• WORK TASK 1: In the AI news roundup, which institute's researchers published the paper on Molmo and PixMo?
• WORK TASK 2: Carry the AI news roundup forward from its last sentence, keeping the same style.

Meta is developing an AI feature for Instagram and Facebook Reels that will automatically dub and lip-sync videos into different languages. This feature is currently in testing in the US and Latin America.
Meta is adding AI image generation features to Facebook and Instagram. The new feature will be similar to existing AI image generators, such as Apple’s Image Playground, and will allow users to share AI-generated images with friends or create posts.
It was an impressive week for Meta AI, to say the least.
🔎 ML Research
AlphaProteo
Google DeepMind published a paper introducing AlphaProteo, a new family of model for protein design. The model is optimized for novel, high strength proteins that can improve our understanding of biological processes —> Read more.
Molmo and PixMo
Researchers from the Allen Institute for AI published a paper detailing Molmo and Pixmo, an open wegit and open data vision-language model(VLM). Molmo showcased how to train VLMs from scratch while Pixmo is the core set of datasets used during training —> Read more.
Instruction Following Without Instruction Tuning
Researchers from Stanford University published a paper detailing a technique called implicit instruction tuning that surfaces instruction following behaviors without explicity fine tuning the model. The paper also suggests some simple changes to a model distribution that can yield that implicity instruction tuning behavior —> Read more.

• ENTRIES SUPPLIED:
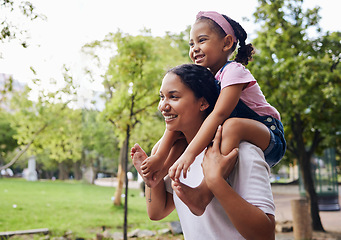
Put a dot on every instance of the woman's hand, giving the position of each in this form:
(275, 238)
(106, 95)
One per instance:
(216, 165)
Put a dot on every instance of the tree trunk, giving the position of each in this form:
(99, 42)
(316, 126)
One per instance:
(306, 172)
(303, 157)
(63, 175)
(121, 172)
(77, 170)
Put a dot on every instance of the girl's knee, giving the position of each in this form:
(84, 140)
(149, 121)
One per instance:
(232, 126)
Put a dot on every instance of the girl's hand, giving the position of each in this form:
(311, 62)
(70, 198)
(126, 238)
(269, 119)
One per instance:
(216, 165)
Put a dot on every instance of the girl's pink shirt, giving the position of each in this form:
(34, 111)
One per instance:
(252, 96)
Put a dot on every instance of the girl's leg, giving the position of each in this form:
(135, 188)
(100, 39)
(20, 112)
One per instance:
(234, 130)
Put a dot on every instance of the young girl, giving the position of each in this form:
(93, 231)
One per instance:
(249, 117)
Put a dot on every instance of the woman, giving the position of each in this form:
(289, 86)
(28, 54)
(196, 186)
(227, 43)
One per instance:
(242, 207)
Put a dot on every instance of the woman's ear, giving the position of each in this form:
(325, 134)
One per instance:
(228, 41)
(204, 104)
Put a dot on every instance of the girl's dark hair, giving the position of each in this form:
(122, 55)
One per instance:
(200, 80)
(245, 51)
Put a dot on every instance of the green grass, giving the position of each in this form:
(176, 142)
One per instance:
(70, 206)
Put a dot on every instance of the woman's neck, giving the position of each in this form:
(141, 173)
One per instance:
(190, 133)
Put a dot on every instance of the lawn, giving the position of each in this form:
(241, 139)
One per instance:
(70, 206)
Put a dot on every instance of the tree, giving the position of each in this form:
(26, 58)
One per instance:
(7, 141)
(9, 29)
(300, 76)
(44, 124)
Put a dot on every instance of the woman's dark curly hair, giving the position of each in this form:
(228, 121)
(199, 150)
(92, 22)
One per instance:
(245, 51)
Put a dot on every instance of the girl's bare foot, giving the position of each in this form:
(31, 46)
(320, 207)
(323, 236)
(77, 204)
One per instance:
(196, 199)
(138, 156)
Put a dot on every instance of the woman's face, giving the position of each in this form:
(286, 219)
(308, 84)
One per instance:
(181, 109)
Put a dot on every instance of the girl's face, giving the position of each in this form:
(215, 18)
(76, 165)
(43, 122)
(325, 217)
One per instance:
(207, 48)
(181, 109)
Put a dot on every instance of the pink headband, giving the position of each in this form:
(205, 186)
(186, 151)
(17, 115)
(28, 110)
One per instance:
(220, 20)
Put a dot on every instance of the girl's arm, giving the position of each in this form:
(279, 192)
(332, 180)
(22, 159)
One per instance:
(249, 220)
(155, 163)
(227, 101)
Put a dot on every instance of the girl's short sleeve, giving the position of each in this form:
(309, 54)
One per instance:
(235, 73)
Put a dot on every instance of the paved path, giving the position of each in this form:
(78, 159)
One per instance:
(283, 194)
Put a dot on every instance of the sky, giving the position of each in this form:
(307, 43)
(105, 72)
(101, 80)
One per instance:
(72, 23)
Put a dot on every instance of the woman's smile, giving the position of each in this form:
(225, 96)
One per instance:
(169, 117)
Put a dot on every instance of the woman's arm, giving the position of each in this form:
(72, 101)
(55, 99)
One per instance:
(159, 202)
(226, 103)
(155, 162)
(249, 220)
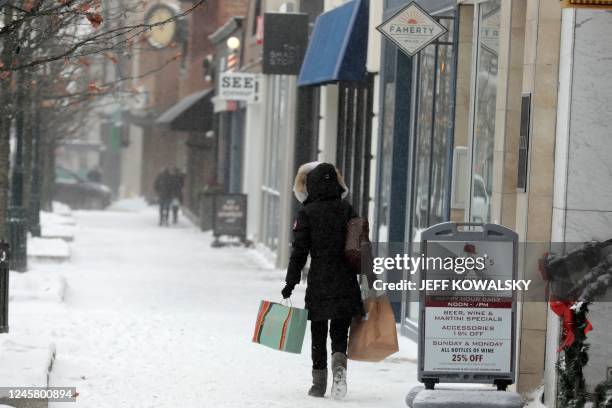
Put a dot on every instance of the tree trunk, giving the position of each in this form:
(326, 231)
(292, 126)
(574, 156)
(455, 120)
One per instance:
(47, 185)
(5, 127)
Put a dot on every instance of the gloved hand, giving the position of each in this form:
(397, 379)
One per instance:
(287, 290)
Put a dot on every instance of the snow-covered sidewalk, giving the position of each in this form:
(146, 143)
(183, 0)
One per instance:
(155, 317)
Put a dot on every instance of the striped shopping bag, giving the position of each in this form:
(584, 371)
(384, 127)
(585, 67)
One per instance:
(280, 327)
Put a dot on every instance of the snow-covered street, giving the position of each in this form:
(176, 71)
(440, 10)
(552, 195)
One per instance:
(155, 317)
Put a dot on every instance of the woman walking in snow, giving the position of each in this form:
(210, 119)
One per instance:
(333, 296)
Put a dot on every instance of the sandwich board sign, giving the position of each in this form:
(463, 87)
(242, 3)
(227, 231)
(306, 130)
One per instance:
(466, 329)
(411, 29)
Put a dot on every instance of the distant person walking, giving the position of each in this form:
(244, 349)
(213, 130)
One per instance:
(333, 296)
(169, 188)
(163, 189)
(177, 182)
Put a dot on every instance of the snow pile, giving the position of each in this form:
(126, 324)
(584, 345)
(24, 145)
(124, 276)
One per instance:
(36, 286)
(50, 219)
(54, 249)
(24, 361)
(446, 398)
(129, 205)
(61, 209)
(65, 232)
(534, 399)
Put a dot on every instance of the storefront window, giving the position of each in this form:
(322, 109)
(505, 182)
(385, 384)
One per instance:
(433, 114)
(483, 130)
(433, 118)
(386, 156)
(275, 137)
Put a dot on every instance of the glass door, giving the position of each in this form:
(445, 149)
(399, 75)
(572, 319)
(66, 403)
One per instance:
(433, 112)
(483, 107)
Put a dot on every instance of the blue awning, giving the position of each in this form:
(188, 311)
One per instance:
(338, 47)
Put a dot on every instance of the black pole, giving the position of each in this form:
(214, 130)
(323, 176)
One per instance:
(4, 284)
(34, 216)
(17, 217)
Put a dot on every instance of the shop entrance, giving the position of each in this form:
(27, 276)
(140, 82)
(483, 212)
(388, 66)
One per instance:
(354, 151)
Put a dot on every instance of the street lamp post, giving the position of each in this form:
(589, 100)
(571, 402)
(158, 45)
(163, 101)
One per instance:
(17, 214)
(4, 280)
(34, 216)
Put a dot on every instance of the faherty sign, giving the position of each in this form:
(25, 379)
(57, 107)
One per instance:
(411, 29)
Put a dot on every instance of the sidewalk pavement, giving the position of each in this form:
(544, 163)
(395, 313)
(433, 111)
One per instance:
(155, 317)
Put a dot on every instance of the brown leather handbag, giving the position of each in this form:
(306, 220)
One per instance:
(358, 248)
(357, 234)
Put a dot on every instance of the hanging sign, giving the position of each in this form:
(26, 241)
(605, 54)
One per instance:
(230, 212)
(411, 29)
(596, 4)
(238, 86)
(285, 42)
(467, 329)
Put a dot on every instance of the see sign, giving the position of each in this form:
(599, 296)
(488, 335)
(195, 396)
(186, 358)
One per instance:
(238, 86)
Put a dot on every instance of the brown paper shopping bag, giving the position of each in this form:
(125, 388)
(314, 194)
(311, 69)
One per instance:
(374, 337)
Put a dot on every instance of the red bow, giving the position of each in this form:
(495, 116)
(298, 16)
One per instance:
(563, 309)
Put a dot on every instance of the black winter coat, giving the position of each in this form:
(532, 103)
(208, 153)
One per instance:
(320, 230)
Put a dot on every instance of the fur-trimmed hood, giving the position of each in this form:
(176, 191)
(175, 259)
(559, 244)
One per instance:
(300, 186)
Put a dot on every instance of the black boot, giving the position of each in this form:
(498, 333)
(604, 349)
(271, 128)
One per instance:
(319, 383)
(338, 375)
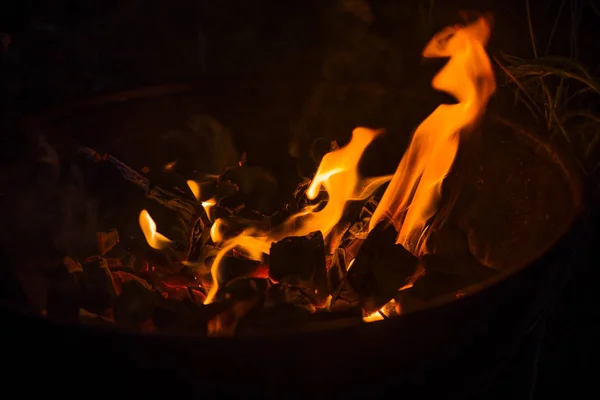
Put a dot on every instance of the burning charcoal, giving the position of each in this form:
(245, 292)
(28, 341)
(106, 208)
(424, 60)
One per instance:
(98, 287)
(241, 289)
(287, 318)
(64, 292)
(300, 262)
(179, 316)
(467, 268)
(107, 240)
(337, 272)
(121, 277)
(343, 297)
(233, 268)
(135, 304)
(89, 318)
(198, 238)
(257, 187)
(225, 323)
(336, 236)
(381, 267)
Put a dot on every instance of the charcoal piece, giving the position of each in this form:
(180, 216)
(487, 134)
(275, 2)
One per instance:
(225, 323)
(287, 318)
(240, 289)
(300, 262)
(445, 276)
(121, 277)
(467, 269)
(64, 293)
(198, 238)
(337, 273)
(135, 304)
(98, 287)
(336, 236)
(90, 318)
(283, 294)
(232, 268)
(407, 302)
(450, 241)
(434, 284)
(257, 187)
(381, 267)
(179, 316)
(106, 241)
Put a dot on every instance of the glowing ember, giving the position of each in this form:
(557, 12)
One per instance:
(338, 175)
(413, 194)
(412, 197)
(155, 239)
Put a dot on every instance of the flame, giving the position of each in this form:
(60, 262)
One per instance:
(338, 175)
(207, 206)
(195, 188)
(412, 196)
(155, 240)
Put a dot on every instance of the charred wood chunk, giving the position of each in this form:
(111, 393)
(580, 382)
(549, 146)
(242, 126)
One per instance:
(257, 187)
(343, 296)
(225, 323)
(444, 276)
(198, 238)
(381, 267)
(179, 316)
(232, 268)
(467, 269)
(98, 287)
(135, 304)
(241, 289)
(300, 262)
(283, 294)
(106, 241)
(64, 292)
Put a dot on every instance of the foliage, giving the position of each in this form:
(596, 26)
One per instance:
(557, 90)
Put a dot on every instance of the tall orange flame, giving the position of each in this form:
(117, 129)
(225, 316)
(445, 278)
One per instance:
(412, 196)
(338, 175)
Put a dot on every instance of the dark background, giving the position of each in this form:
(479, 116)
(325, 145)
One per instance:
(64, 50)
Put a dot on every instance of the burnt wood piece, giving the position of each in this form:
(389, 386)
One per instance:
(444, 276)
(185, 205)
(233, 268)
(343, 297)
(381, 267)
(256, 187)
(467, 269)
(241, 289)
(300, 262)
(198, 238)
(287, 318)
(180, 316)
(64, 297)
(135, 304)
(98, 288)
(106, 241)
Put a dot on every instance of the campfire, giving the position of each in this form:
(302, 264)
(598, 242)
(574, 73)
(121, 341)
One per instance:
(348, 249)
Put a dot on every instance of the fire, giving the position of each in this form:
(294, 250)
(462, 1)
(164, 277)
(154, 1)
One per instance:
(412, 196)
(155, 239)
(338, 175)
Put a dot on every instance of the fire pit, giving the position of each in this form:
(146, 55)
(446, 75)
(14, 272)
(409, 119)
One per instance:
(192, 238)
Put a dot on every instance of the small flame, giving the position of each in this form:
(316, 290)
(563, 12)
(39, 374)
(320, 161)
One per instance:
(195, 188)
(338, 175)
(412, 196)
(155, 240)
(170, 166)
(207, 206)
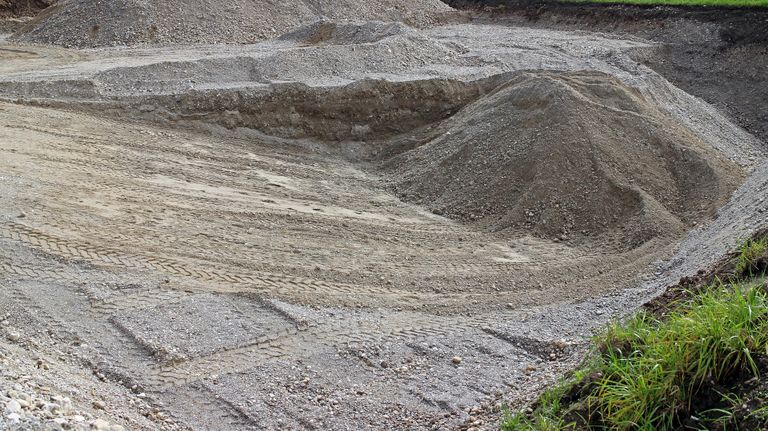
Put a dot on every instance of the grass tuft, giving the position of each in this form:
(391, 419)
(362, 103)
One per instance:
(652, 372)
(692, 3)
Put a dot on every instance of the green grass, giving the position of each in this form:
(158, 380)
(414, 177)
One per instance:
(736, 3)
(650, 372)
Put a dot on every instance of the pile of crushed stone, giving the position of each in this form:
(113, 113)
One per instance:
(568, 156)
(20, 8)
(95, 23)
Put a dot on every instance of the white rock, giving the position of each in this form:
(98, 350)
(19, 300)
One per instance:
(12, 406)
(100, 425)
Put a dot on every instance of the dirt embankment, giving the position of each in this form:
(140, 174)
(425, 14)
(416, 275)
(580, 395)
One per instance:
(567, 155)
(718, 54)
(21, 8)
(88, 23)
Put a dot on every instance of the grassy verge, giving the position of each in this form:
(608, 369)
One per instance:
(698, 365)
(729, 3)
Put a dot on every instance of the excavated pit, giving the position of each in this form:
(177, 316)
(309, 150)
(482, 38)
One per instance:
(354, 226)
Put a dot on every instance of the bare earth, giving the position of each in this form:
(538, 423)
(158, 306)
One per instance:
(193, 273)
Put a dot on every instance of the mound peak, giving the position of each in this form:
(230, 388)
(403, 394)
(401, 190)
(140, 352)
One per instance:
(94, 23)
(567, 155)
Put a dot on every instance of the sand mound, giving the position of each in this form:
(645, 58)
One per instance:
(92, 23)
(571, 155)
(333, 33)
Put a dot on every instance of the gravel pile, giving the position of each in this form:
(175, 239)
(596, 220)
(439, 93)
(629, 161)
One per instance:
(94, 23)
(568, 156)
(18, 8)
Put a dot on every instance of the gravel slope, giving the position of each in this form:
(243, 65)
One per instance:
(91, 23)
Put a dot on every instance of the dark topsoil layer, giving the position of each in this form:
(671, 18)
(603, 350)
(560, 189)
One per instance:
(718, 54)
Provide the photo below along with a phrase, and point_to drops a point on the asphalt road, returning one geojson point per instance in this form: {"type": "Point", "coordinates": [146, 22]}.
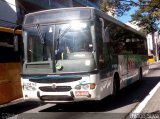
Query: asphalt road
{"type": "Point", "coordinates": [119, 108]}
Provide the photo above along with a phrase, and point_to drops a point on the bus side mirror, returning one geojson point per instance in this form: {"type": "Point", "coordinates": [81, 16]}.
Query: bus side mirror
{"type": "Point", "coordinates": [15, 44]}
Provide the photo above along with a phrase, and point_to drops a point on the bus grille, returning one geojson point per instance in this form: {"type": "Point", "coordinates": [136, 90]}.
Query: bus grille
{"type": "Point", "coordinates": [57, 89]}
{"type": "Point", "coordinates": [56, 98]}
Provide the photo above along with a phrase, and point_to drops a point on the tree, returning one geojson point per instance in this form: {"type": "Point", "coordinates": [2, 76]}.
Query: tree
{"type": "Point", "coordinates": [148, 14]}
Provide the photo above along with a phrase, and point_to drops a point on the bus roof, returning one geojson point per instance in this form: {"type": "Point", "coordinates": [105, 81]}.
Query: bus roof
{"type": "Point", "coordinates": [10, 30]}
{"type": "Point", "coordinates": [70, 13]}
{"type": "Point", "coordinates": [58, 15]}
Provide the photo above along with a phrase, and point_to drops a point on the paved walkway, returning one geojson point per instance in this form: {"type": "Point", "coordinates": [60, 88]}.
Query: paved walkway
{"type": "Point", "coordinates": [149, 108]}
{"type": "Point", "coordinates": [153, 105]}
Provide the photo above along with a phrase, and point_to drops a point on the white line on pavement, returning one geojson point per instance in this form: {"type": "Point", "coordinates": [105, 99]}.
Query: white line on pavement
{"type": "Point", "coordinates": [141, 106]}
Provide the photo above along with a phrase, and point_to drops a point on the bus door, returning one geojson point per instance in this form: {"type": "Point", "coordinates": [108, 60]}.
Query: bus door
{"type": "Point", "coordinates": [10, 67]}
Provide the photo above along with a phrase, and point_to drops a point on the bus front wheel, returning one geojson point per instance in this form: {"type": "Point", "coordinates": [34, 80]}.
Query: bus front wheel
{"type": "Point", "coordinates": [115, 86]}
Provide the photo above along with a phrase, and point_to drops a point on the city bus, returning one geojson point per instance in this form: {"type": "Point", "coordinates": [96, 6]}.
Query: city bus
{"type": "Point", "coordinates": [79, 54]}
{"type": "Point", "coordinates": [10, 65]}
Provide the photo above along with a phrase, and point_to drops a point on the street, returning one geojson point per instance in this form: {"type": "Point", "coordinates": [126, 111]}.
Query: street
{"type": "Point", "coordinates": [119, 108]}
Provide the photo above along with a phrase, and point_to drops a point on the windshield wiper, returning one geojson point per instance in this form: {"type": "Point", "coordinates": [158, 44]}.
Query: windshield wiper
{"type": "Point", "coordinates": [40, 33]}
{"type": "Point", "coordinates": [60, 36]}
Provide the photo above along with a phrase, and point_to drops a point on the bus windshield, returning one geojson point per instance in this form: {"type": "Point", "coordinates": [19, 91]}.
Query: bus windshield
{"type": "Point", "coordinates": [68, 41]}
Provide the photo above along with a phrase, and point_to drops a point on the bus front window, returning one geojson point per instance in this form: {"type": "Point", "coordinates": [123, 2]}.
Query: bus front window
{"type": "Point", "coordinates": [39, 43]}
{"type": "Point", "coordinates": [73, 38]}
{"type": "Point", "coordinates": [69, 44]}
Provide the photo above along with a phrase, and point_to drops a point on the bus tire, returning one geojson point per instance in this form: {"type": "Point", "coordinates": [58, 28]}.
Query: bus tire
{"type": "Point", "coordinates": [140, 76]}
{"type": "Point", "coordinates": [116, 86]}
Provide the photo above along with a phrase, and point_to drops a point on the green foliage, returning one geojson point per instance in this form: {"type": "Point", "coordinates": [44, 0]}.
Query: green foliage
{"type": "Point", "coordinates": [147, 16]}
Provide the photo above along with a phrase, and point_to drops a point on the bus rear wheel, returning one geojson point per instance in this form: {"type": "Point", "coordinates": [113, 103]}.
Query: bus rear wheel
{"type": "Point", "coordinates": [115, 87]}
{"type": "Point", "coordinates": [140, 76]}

• TASK OUTPUT 1: The Allen Institute for AI.

• TASK OUTPUT 2:
Robust Reward Model
Google DeepMind published a paper discussing some of the challenges of traditional reward models(RMs) to identify preferences in prompt indepdendent artifacts. The paper introduces the notion of robust reward model(RRM) that addresses this challenge and shows great improvements in models like Gemma —> Read more.
Real Time Notetaking
Researchers from Carnegie Mellon University published a paper outlining NoTeeline, a real time note generation method for video streams. NoTeeline generates micronotes that capture key points in a video while maintaining a consistent writing style —> Read more.
AI Watermarking
Researchers from Carnegie Mellon University published a paper evaluating different design choices in LLM watermarking. The paper also studies different attacks that result in the bypassing or removal of different watermarking techniques —> Read more.
🤖 AI Tech Releases
Llama 3.2
Meta open sourced Llama 3.2 small and medium size models —> Read more.
Llama Stack
As part of the Llama 3.2 release, Meta open sourced the Llama Stack, a series of standarized building blocks to develop Llama-powered applications —> Read more.
Gemini 1.5
Google released two updated Gemini models and new pricing and performance tiers —> Read more.
Cohere APIs
Cohere launched a new set of APIs that improve its experience for developers —> Read more.
🛠 Real World AI
Data Apps at Airbnb
Airbnb discusses Sandcastle, an internal framework that allow data scientists rapidly protype data driven apps —> Read more.
Feature Caching at Pinterest
The Pinterest engineering team discusses its internal architecture for feature caching in AI recommender systems —> Read more.
📡AI Radar
Meta introduced Orion, its very impressive augmented reality glasses.
James Cameron joined Stability AI’s Board of Directors.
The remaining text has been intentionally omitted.